- _Short task_: Output the entries below word for word, starting at the line that contains "Point out every instance of the carved" and stopping after the final line of the entries.

== Input rows

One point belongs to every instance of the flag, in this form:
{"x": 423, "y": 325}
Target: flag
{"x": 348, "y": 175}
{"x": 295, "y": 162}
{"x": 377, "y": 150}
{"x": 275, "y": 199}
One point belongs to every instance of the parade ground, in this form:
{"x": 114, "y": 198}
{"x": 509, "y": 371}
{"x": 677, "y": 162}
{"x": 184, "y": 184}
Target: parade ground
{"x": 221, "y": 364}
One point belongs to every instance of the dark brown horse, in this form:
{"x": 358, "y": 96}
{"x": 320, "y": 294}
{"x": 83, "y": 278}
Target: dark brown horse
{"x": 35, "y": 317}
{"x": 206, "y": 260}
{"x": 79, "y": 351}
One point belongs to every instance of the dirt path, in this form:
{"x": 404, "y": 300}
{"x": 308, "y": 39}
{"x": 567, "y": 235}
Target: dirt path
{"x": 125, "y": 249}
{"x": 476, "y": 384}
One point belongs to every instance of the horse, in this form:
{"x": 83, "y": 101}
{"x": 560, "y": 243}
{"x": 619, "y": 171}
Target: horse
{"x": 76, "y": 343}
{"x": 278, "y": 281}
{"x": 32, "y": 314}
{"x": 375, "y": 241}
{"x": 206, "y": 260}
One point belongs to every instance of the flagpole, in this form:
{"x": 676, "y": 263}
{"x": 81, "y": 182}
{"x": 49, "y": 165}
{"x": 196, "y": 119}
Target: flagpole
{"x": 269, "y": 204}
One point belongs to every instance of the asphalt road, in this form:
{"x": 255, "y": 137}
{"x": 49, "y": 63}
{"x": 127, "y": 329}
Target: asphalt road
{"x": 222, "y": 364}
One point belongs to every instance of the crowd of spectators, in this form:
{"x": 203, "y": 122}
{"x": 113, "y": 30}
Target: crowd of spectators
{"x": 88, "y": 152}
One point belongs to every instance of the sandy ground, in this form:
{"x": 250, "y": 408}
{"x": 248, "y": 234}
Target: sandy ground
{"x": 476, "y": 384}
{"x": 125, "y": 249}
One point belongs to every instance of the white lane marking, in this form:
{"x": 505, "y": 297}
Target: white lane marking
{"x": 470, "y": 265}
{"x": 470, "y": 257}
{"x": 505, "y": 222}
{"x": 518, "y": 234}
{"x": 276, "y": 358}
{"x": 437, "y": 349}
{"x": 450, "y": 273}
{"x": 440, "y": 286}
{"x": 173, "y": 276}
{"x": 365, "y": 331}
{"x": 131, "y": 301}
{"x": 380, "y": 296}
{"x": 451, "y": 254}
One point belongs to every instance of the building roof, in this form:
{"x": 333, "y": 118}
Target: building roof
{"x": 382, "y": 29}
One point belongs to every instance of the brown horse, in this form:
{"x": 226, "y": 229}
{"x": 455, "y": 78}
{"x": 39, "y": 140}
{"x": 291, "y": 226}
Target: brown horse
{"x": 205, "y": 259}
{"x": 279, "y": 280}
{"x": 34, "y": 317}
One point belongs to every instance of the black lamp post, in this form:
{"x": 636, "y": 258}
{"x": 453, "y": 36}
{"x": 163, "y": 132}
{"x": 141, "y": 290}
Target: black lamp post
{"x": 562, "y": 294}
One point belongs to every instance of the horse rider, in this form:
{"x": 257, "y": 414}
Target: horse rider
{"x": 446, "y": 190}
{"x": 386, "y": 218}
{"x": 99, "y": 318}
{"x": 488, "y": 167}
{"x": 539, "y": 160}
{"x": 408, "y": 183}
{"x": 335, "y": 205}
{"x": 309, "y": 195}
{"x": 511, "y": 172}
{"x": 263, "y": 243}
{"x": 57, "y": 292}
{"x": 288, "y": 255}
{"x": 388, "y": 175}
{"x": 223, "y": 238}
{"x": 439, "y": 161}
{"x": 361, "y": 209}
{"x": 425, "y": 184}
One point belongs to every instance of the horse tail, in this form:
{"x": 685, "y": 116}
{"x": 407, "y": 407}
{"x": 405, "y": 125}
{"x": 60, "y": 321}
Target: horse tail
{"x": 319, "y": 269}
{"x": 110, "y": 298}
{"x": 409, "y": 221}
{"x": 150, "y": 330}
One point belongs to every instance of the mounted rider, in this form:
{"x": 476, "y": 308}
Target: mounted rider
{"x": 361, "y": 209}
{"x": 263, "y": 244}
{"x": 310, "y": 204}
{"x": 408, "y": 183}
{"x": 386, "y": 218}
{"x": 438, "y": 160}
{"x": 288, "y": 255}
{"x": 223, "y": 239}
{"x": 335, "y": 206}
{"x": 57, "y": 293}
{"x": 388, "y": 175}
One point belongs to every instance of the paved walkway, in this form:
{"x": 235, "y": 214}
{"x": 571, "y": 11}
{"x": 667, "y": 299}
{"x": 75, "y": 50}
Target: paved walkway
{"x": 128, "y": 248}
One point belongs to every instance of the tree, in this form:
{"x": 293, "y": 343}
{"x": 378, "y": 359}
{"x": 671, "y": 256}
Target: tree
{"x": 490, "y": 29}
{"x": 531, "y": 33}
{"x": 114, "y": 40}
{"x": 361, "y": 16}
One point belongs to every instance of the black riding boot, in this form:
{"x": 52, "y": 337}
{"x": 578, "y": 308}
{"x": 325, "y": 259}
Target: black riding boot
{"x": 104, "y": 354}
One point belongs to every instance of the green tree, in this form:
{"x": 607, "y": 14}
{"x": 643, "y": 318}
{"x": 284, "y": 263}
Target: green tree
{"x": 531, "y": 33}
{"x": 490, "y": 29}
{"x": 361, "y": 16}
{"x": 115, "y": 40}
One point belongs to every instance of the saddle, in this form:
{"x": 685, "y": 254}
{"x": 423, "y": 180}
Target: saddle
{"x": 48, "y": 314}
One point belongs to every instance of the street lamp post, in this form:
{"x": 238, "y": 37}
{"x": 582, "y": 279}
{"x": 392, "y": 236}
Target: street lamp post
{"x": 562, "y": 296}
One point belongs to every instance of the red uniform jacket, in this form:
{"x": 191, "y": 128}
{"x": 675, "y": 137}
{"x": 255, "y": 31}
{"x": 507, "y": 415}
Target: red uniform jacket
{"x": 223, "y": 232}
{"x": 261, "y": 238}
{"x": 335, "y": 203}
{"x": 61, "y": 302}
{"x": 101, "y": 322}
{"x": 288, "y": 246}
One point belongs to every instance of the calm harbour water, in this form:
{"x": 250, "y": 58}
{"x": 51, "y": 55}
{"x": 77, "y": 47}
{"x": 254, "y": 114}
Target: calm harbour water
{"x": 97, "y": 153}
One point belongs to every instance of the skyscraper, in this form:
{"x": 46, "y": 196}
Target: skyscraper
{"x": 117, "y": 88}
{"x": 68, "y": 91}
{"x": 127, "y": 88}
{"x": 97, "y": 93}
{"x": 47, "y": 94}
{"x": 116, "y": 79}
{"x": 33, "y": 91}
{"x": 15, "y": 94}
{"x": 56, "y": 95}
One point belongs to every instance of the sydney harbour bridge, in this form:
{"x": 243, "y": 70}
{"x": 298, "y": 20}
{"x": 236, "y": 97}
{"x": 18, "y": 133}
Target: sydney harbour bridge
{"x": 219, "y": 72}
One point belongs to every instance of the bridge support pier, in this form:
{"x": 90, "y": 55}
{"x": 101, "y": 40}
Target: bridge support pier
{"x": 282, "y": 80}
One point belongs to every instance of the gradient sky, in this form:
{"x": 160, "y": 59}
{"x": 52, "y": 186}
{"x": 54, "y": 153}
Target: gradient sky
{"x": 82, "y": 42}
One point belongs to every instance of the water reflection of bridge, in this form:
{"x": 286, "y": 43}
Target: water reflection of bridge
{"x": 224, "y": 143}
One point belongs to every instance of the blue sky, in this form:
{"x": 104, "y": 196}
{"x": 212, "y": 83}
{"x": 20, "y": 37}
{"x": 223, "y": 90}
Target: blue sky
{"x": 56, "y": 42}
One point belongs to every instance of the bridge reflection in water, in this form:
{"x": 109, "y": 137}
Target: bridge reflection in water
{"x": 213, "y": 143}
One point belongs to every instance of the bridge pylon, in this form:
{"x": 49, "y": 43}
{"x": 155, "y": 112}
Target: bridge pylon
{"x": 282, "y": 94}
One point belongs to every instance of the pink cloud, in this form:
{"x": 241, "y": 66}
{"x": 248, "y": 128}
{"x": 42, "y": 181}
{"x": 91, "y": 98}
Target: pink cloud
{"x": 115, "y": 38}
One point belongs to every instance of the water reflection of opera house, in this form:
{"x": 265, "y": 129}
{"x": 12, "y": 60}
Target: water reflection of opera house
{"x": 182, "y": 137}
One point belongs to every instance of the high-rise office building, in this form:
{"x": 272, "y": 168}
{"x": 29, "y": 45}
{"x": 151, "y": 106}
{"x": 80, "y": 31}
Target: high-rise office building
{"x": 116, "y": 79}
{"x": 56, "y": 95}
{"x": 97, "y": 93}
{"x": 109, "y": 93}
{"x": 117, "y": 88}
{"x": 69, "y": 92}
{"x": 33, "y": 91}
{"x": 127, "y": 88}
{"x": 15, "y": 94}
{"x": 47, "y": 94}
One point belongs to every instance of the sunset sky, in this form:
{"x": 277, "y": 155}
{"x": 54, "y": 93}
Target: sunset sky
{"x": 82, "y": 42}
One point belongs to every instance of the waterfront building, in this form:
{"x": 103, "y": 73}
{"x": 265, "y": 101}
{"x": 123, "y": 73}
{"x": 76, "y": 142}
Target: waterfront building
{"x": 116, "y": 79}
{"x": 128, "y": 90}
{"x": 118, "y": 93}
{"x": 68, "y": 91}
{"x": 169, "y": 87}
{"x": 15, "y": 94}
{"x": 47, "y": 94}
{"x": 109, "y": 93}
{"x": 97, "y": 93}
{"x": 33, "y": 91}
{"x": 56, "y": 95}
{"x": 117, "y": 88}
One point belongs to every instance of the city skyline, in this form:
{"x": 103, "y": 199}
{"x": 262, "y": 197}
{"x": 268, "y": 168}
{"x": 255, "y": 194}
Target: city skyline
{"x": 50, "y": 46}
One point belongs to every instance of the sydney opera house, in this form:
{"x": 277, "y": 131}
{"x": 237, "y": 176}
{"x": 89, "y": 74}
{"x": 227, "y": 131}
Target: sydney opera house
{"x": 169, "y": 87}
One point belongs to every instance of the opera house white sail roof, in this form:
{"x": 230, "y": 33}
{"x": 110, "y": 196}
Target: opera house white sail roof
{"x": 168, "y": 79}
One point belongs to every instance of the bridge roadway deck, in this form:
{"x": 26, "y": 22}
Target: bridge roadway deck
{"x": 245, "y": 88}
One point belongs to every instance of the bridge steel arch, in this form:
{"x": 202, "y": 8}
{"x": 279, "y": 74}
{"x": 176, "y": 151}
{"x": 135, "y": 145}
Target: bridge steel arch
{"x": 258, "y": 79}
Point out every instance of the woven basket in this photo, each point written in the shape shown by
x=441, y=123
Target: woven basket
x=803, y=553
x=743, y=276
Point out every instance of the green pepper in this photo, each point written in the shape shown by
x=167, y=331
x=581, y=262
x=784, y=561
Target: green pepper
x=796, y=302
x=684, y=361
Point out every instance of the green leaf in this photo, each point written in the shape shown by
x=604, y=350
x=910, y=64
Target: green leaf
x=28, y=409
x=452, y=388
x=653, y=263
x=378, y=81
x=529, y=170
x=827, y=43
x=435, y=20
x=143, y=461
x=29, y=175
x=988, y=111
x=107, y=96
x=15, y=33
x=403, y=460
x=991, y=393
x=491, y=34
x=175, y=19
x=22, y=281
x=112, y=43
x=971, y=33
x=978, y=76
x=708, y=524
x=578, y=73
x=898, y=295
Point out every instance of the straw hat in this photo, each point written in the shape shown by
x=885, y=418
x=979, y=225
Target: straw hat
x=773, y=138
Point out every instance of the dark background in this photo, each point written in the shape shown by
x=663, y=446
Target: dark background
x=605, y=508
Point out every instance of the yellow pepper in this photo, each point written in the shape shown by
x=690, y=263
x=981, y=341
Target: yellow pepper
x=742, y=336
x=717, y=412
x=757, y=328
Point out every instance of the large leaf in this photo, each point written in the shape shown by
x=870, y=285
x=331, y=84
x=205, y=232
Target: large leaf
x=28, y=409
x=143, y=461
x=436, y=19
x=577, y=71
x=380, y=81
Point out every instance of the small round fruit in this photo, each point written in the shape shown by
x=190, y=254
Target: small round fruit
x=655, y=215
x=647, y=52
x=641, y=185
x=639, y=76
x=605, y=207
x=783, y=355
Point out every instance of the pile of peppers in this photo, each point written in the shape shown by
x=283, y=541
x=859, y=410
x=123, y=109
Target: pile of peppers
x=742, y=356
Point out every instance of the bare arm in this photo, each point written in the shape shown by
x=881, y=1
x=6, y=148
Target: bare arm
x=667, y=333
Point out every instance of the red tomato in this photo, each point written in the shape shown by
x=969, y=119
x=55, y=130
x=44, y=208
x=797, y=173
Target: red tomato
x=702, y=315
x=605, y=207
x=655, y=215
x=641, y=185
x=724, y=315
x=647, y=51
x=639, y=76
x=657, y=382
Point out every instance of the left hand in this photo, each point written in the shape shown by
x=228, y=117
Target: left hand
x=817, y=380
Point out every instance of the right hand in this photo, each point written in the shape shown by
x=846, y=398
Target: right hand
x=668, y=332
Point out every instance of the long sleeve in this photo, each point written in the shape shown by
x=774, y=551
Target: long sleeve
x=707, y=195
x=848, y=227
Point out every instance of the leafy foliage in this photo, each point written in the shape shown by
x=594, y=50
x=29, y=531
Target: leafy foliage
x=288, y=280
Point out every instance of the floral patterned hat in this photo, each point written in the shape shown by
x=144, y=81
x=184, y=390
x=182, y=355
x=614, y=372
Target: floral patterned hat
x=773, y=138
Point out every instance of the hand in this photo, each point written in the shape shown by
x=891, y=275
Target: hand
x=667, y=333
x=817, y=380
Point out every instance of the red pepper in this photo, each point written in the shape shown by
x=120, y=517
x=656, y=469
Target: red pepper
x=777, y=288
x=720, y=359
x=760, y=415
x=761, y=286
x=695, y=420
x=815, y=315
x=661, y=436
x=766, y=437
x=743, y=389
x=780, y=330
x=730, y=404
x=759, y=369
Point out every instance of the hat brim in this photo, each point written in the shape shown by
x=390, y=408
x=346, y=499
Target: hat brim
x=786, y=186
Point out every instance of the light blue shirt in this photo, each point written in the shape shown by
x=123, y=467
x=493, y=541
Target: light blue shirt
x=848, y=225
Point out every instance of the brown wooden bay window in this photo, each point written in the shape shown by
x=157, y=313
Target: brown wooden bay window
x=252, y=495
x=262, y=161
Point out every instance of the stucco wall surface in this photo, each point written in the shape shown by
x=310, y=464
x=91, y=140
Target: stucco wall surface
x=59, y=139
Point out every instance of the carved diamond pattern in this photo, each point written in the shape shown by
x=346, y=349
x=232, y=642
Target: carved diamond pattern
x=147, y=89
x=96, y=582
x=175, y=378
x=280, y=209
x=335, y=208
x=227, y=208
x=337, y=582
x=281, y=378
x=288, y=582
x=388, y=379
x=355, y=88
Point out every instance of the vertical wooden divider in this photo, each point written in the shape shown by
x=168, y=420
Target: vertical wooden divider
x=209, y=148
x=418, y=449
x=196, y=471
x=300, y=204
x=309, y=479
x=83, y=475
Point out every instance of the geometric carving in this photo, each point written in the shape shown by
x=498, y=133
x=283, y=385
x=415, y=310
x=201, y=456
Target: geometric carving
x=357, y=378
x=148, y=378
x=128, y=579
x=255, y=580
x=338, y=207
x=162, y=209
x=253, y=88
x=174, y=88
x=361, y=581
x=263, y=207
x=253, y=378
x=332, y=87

====

- _Exercise answer_:
Point out every instance of the carved diamond pattern in this photo, each point written in the shape shown by
x=346, y=349
x=232, y=642
Target: carved diamond pattern
x=147, y=89
x=96, y=582
x=175, y=378
x=280, y=209
x=335, y=208
x=227, y=208
x=337, y=582
x=281, y=378
x=288, y=582
x=388, y=379
x=355, y=88
Point out every instance of the vertical wooden divider in this photo, each point written in the shape shown by
x=168, y=420
Target: vertical wooden divider
x=209, y=148
x=418, y=449
x=196, y=471
x=300, y=204
x=309, y=479
x=83, y=475
Point out every instance of the geometric carving in this photo, each point written in the shape shown by
x=498, y=133
x=283, y=385
x=415, y=310
x=201, y=456
Target: geometric carving
x=357, y=378
x=148, y=378
x=128, y=579
x=255, y=580
x=338, y=207
x=162, y=209
x=253, y=88
x=174, y=88
x=361, y=581
x=263, y=207
x=253, y=378
x=332, y=87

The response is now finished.